_Work item_.
Having read the records, set them all down exactly as they appear.

====== Data provided ======

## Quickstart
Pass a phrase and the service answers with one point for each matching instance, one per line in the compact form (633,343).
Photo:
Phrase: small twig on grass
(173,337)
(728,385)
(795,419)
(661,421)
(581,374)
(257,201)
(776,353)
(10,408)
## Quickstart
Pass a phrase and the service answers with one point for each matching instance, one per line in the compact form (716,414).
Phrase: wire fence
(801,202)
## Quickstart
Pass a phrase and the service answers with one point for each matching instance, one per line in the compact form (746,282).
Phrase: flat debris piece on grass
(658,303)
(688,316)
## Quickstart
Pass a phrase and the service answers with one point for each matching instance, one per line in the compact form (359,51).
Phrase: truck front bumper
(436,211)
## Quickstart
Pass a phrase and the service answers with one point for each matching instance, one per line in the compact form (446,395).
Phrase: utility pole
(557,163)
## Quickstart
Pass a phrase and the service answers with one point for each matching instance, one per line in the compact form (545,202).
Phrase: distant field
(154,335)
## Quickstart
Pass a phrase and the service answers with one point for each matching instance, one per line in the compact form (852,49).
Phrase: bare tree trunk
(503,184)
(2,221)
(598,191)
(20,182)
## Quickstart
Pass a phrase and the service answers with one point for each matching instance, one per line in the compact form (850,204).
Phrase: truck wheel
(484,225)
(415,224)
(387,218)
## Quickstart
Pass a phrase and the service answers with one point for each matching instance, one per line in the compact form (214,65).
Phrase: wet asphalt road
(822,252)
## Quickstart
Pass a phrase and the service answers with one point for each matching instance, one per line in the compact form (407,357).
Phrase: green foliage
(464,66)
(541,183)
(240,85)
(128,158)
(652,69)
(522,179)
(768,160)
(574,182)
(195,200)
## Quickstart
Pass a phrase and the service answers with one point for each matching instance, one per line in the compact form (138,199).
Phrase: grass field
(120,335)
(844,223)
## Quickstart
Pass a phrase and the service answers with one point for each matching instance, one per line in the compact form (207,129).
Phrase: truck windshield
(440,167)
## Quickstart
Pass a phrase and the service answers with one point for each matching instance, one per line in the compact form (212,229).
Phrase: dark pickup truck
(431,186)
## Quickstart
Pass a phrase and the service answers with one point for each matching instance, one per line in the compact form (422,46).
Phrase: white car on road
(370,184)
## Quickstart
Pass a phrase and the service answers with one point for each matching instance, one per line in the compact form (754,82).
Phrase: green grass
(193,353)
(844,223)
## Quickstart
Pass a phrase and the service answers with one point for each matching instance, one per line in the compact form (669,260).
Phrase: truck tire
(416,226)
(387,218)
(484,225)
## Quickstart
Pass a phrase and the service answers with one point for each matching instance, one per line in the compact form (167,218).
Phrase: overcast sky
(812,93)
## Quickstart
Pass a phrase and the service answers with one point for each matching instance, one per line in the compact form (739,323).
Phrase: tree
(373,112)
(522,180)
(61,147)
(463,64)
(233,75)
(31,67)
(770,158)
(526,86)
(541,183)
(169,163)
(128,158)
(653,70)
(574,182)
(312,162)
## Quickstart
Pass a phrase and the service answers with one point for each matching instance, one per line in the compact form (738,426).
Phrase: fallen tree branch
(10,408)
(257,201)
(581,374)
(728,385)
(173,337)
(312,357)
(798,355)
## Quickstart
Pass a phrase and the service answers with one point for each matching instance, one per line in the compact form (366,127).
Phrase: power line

======

_Expected answer_.
## Quickstart
Pass a phrase and the service answers with one point for each matching instance, one per line in the compact form (633,343).
Photo:
Phrase: small twig on grass
(173,337)
(728,385)
(795,419)
(661,421)
(581,374)
(257,201)
(776,353)
(10,408)
## Quickstart
Pass a phrase and the service answers with one point for each matching instance, one per line in the compact form (716,414).
Phrase: wire fence
(801,202)
## Quickstart
Pass a phrase and the service answers with one point for each matching instance, one per line in the compact form (746,282).
Phrase: flat debris piece on grass
(658,303)
(688,316)
## Quickstart
Pass a phrase and the service answers with one point for each matching instance, one per line in the compact form (359,51).
Phrase: truck front bumper
(436,211)
## Quickstart
Pass a phrase and the service answers with one point for each matching instance, one per line in the compact form (446,395).
Phrase: utility pole
(557,163)
## Quickstart
Pass a phrase and the service answers with one point for each matching instance, one per line in the compact form (545,202).
Phrase: distant field
(154,335)
## Quickstart
Pass a phrase and the service answers with one point for each matching instance, one per line in the compact form (852,49).
Phrase: bare tree trunk
(503,184)
(2,221)
(598,191)
(20,182)
## Quickstart
Pass a phrase and the service answers with one point for each matching instance, one per line in the compact form (850,204).
Phrase: truck wheel
(484,225)
(415,224)
(387,218)
## Quickstart
Pass a phrase and the service answers with one point for each matching instance, one per line in the compact form (214,65).
Phrase: wet asphalt road
(822,252)
## Quickstart
Pass a phrase and the service answers with one point for each matching instance, one per line in the compact form (407,357).
Phrase: green foliage
(464,66)
(541,183)
(240,85)
(128,158)
(652,69)
(522,179)
(768,160)
(574,182)
(195,200)
## Quickstart
Pass a phrase and the service answers with one point for each matching instance, one per line in the compact form (138,199).
Phrase: grass field
(120,335)
(844,223)
## Quickstart
Pass a phrase and the service answers with one point for each matching instance, one per line in the compact form (207,129).
Phrase: truck windshield
(440,167)
## Quickstart
Pass a phrase and the service answers with one point for each matching instance, one per line in the compact form (212,229).
Phrase: dark pickup truck
(431,186)
## Quickstart
Pass a phrase and the service answers with one point for each matching instance, one per line in the compact form (422,46).
Phrase: white car on road
(370,184)
## Quickstart
Pass a phrase and the service answers with one point for each matching instance, one per line in the compact form (754,82).
Phrase: green grass
(193,353)
(844,223)
## Quickstart
Pass a phrase and the service answers with one point for each matching instance, one per line in the compact form (669,260).
Phrase: truck tire
(416,226)
(387,218)
(484,225)
## Quickstart
Pass a phrase and the service answers with one point for each matching instance, one per line in the compact form (167,218).
Phrase: overcast sky
(812,93)
## Quickstart
Pass a phrase and the service answers with one point for each matching instance, one per line in the compact form (739,323).
Phrase: tree
(373,112)
(522,180)
(61,147)
(463,64)
(233,75)
(31,67)
(770,158)
(526,86)
(541,183)
(169,163)
(128,158)
(653,70)
(574,182)
(312,162)
## Quickstart
Pass a phrase and the service answers with one point for each matching instance, one per line in the compact form (738,426).
Phrase: fallen tree branch
(10,408)
(257,201)
(581,374)
(728,385)
(173,337)
(312,357)
(798,355)
## Quickstart
Pass a phrase and the service answers with one point for each matching instance, one per line in the compact form (366,127).
Phrase: power line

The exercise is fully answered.